• Given request: Find each line in the listing below that includes the word "leather" and copy those lines.

Location identification listing:
★ ★ ★ ★
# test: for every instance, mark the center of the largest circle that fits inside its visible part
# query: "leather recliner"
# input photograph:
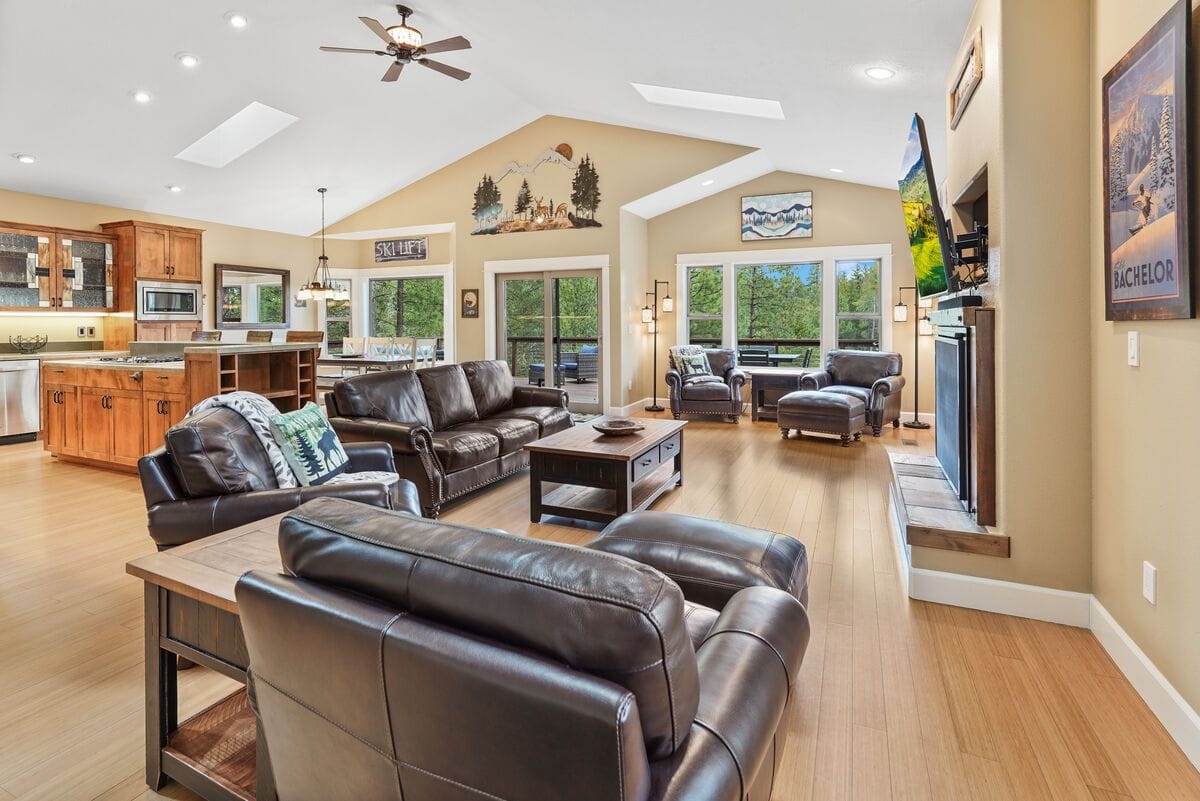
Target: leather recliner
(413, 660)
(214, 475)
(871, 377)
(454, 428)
★ ★ ★ ★
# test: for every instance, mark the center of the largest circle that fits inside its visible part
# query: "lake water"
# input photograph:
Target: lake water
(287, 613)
★ ★ ★ ★
• Result of this task:
# query: "leather recliner"
Target: leather recliner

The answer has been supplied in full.